Excerpted records section start
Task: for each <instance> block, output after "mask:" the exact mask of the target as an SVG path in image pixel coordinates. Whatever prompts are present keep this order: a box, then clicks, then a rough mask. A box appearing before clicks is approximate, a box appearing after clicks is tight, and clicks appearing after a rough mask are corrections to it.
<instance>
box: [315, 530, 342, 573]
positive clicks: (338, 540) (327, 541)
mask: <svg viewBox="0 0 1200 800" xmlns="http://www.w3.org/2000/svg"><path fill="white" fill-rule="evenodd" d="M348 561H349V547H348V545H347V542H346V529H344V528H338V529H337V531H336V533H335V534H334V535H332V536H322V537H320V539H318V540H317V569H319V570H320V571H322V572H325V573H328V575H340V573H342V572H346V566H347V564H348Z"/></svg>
Excerpted records section end
### About this exercise
Copy out, from the records above, every line that holds the string "instance".

### Result
Task: for each <instance> block, output after "mask:" the exact mask of the target as an SVG path in image pixel coordinates. Whatever prompts are present keep this order: a box, then clicks, then a rough mask. A box appearing before clicks is approximate, a box appearing after clicks is tight, and clicks appearing after a rough mask are corrections to it.
<instance>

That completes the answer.